Write each line again exactly as it is, from the opening line of the records below through the one containing "Target: knee-high sock", and add nothing.

######

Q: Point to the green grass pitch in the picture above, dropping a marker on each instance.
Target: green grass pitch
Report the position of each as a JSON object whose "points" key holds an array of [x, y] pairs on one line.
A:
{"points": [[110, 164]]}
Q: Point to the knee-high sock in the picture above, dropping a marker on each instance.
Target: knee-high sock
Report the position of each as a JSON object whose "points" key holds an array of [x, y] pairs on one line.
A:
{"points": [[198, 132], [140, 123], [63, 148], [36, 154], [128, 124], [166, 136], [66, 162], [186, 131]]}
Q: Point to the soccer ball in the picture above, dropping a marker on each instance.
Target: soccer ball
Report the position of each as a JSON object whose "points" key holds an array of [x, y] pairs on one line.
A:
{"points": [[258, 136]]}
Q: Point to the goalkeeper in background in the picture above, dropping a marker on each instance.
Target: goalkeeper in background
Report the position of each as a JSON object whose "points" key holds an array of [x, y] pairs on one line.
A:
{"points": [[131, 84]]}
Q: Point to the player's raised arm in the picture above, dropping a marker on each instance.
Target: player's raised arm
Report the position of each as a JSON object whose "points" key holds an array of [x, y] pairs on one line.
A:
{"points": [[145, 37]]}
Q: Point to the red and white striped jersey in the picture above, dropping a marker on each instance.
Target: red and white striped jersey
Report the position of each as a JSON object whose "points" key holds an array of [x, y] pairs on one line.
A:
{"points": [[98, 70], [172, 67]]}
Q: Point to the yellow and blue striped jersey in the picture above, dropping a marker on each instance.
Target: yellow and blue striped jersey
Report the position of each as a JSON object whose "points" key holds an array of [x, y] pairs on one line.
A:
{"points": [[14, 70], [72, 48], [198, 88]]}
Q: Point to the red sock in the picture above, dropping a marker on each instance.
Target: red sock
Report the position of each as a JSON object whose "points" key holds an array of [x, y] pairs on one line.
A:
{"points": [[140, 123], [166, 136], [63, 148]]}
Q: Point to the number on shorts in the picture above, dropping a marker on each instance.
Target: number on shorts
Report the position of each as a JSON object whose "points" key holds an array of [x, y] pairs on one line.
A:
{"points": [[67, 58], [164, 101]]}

######

Expected answer =
Q: Point to the green grass pitch in the picture above, dropping a marker on each instance.
Target: green grass pitch
Report the position of each as a JSON object whose "points" key holds an array of [x, y] pairs on one line.
A:
{"points": [[110, 164]]}
Q: Point to the knee-high sock in the picture above, dropping a marker on each instance.
Target: knee-high sock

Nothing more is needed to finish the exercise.